__Exercise instructions__: Give back the records below exactly, every one, with no pictures.

Records from a data source:
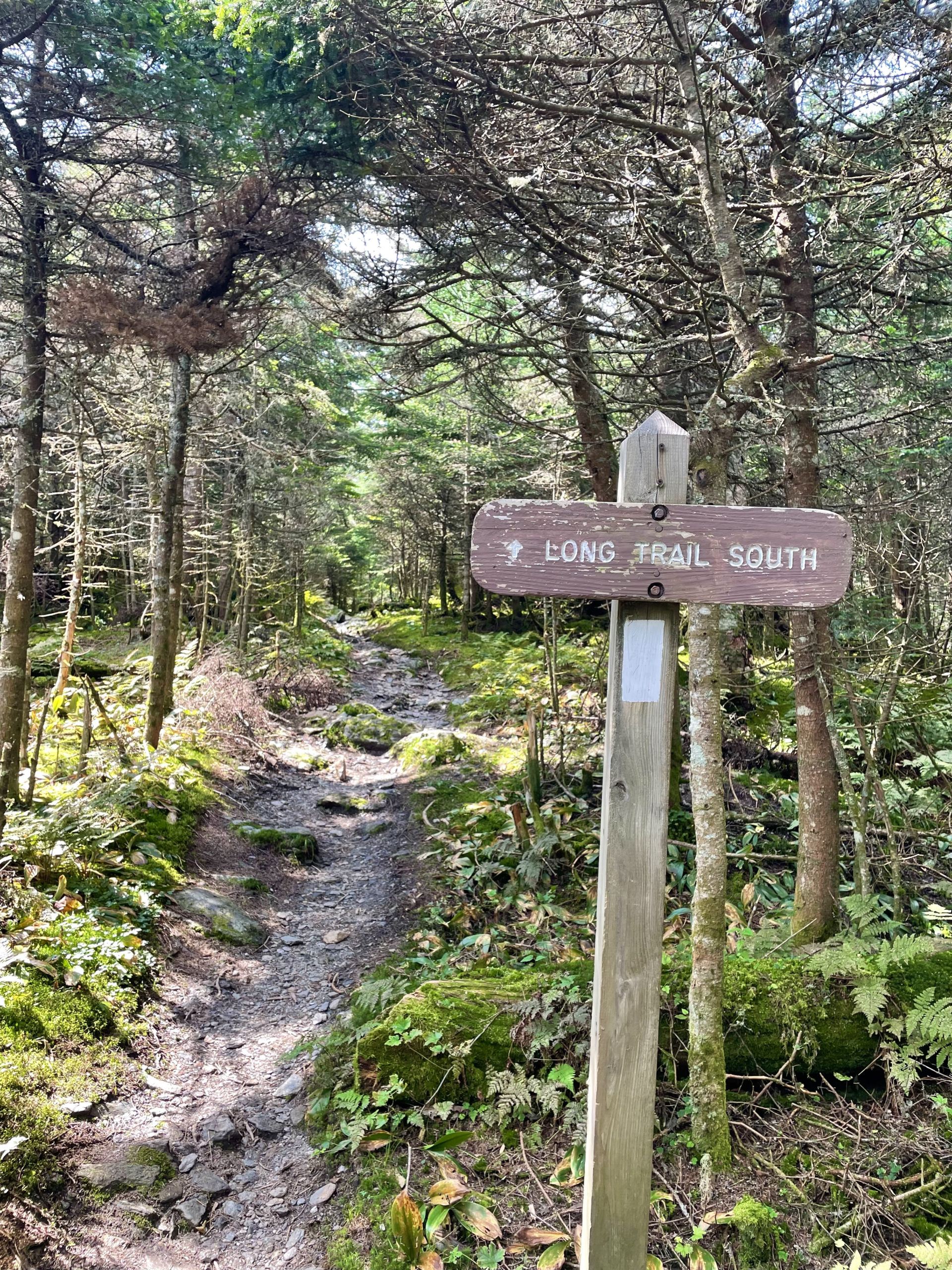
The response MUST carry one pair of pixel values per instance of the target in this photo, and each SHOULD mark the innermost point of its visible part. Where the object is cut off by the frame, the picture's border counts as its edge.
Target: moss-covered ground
(88, 867)
(479, 1028)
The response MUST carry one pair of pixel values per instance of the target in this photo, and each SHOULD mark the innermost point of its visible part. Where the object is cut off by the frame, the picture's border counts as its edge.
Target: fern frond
(848, 958)
(901, 951)
(935, 1255)
(870, 996)
(862, 910)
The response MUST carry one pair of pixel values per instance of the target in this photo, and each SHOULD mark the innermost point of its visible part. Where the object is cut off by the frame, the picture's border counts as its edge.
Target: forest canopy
(287, 293)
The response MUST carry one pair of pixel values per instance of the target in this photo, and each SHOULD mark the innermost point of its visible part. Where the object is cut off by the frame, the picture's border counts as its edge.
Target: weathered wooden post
(645, 554)
(643, 667)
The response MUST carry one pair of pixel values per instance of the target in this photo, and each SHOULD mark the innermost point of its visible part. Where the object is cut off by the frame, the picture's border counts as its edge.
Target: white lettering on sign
(584, 553)
(658, 552)
(643, 649)
(758, 557)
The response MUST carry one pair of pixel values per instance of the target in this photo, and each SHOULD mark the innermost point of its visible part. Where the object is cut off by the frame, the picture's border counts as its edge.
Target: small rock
(137, 1207)
(193, 1209)
(228, 921)
(163, 1086)
(119, 1108)
(220, 1128)
(76, 1108)
(205, 1180)
(373, 827)
(289, 1089)
(264, 1123)
(119, 1173)
(323, 1196)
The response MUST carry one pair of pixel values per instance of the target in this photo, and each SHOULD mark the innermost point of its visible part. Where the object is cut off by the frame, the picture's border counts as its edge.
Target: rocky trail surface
(219, 1107)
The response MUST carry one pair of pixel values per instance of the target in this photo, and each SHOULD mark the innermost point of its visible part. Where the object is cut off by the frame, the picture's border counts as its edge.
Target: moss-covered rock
(776, 1004)
(226, 920)
(362, 727)
(432, 747)
(298, 841)
(420, 1038)
(304, 760)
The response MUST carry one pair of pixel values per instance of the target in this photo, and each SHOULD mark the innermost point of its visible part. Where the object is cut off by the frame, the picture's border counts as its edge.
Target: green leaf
(450, 1141)
(554, 1257)
(565, 1076)
(701, 1259)
(436, 1217)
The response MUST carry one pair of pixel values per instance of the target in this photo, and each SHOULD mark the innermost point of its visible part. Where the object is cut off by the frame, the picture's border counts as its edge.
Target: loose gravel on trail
(219, 1091)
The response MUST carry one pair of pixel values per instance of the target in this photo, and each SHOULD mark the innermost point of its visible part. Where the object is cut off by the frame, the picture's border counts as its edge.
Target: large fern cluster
(865, 955)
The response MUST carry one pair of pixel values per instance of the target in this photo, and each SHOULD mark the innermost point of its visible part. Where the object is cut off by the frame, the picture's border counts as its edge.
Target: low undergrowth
(479, 1028)
(88, 865)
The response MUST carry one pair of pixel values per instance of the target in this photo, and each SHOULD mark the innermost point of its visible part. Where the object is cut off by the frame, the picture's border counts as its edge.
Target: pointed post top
(654, 463)
(659, 422)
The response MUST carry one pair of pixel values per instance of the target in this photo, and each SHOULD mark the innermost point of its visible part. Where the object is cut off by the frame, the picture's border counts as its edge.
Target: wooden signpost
(645, 553)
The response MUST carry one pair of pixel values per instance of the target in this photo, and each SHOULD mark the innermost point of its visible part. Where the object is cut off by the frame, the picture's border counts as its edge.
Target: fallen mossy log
(446, 1035)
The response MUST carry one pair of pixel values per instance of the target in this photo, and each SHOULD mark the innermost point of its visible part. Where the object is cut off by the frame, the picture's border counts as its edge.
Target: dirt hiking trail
(254, 1194)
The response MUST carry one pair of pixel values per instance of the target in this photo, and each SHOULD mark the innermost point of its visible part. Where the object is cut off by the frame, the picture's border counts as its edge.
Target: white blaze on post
(642, 659)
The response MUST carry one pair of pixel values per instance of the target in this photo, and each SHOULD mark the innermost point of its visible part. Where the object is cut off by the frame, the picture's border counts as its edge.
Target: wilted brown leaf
(477, 1219)
(407, 1225)
(448, 1192)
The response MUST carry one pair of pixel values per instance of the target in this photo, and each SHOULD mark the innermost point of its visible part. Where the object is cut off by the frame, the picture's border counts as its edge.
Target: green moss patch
(447, 1033)
(361, 727)
(433, 747)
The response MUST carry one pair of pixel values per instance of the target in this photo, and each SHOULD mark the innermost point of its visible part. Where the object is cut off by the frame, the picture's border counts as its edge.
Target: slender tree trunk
(18, 600)
(442, 566)
(709, 1099)
(79, 564)
(244, 613)
(591, 414)
(163, 656)
(176, 591)
(817, 902)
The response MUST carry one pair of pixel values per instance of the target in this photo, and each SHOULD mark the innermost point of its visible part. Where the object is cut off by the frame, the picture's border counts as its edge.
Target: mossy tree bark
(163, 654)
(18, 599)
(817, 901)
(79, 564)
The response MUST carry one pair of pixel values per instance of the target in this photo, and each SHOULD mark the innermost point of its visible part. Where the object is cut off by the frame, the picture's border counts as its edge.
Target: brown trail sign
(644, 553)
(729, 556)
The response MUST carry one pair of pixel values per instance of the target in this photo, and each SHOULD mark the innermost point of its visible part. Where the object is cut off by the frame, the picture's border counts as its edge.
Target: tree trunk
(18, 600)
(79, 563)
(597, 446)
(817, 902)
(163, 654)
(709, 1100)
(244, 614)
(176, 590)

__Reply to the task__:
The response MUST carry one pair of pixel values per instance of the target in this photo, and each SHOULD mark the innermost point of its visible part. Where the object is cut off by the frame, the picture's border counts as its edge.
Target: moss-covered ground
(88, 867)
(479, 1028)
The response MUST carry one pair of pixel values per instance of the target in this photo, and each SHOULD mark the innermost point of its visible part. Where the object is cut off by the frame, the picture's border counts as its edge.
Target: fern frond
(848, 958)
(901, 951)
(935, 1255)
(870, 996)
(862, 910)
The response MUST carry one pair of pixel values per instance of the target in this photo, and each SHOULD mark the innermost point of its visible part. Where the object is cut off by the frame, the picture's border counts as its edge.
Target: forest canopy
(287, 293)
The response MUST carry one pair of pixel values per instance of the target in this photo, and each SHOULD mark the innermost point of its visible part. Where the object is cut off by the frame, the picture's border counts as its edge.
Target: weathered wooden post
(645, 554)
(643, 667)
The response MUST carry one pair of pixel values per instance of the target in this photo, and each SHOULD mark the innermost point of its visible part. Where the object is cut off by the frame, the picture's border counts as its edge.
Target: white lettering on sign
(584, 553)
(658, 552)
(643, 649)
(758, 557)
The response MUST carry one pair of pixel values per instance of the target in this photo, and each SHOULD mark the innermost point of its visible part. Where the object is cut off by the frame, the picture's border counts as its edge.
Target: small rock
(137, 1207)
(193, 1209)
(228, 921)
(163, 1086)
(119, 1108)
(220, 1128)
(76, 1108)
(205, 1180)
(373, 827)
(289, 1089)
(264, 1123)
(119, 1173)
(323, 1196)
The response MUST carry one pair of pixel values per instance of the target in this photo, and each SHOULD mark the innermost point of its visible part. Where the object is cut off by the frame, the picture's border counts as its edge.
Target: rocky trail surface
(219, 1107)
The response MUST carry one pair of pixel values per instance of the target in this photo, and each SHOULD mark the innermost point of its visible part. Where the object is cut off by the frame, the picture's border counts as its edge.
Target: moss-covered rock
(776, 1004)
(226, 920)
(362, 727)
(432, 747)
(298, 841)
(420, 1038)
(304, 760)
The response MUST carry one pair of pixel values per instance of the target in this photo, and each SHOULD mark the innermost point of its visible part. Where the object is cut off by the frame, the picture's border counts as its edge.
Target: green leaf
(450, 1141)
(554, 1257)
(565, 1076)
(701, 1259)
(436, 1217)
The response MUST carry one pair of pixel values per instance of the target in this photo, and each SHOULD mark the innermost point of its visible part. Where the object is cut off by the frame, the picture's border counts as its edge.
Target: loose gravel on trail
(219, 1091)
The response MUST carry one pair of pixel values per instance of the target in this photo, and each SHOULD mark the innermost point of its visible part. Where the object is cut off by the frame, the picture's border counts as its edge.
Target: large fern cluster
(865, 955)
The response MUST carry one pair of pixel values per instance of the target in this photo, and each SHOULD mark the innermost point of its visible part. Where the object is cut off by the frame, the picture's border counts as its edge.
Target: low undergrowth
(479, 1028)
(88, 865)
The response MUST carry one pair of pixel values per instance of the target in this photo, and each SHOULD mark the innermost point of its visible part. Where the object is cut off by the frame, the picture's border counts as its edge.
Target: pointed post top
(654, 463)
(659, 422)
The response MUST carry one pair of pixel values per instance of the target in this photo, and each SHOULD mark the innermost point of its visible part. Where the object is cut off by the frame, the picture's border counts as its edge.
Target: wooden signpost
(645, 553)
The response MUST carry one pair of pixel values per instance of the target in this photo, and each SHOULD mark the innermost point of its visible part. Where the object is cut off by the frame, the picture's border counts as its edge.
Target: fallen mossy log
(446, 1035)
The response MUST carry one pair of pixel values per instance of the target in this photo, and each SHOULD mark the innermost point of its visible part. Where the object is cut off by the frame, the picture's border counts as its edge.
Target: dirt hiking trail
(254, 1194)
The response MUST carry one pair of pixel values per instance of the target in this photo, and each SHOULD mark the innermost point of its visible part. Where the object is cut off by the frame, the picture's border counts as its edge.
Target: white blaze on post
(642, 659)
The response MUST carry one pair of pixel values per instance of the target in this photo, and each SHOULD mark the innermost point of its visible part. Where the object is cut off by the frame, the picture's border counts as its edge.
Target: wilted brown leaf
(477, 1219)
(407, 1225)
(448, 1192)
The response MUST carry one pair of pixel values per instance of the target in this photo, and each SHOULD mark the innermost point of its visible part. Where the object is cut off by the frame, the picture's border counts as its edge.
Target: green moss patch
(447, 1033)
(361, 727)
(433, 747)
The response MUST carry one pair of pixel values per instance of the target in this photo, and each SHOULD mark the innermost point of its visible part. Where the object is cut off by the frame, the picture's border counts as its edge.
Target: slender tree trunk
(18, 600)
(442, 566)
(709, 1099)
(79, 564)
(244, 613)
(591, 414)
(163, 656)
(176, 591)
(817, 902)
The response MUST carry one pair of pixel values per instance of the target in this photo, and each SHOULD mark the innermost point of its visible part. Where the object is cut off by the frame, the picture's border counts as its edge.
Target: mossy tree bark
(163, 654)
(18, 599)
(817, 901)
(79, 564)
The response MUST carry one pair of pixel values per instance of the target in this photo, and each SHOULD mark the innermost point of its visible part. Where the object is cut off by the frame, the picture's border counts as its edge.
Target: brown trail sign
(644, 553)
(729, 556)
The response MUST carry one pair of pixel values per instance of the target in this photo, and each SHOULD mark the innermost point of its visible part. Where the object is cut off by the frame, the picture's border counts as its edge.
Target: tree trunk
(18, 600)
(79, 563)
(597, 446)
(817, 902)
(163, 654)
(709, 1100)
(244, 614)
(176, 590)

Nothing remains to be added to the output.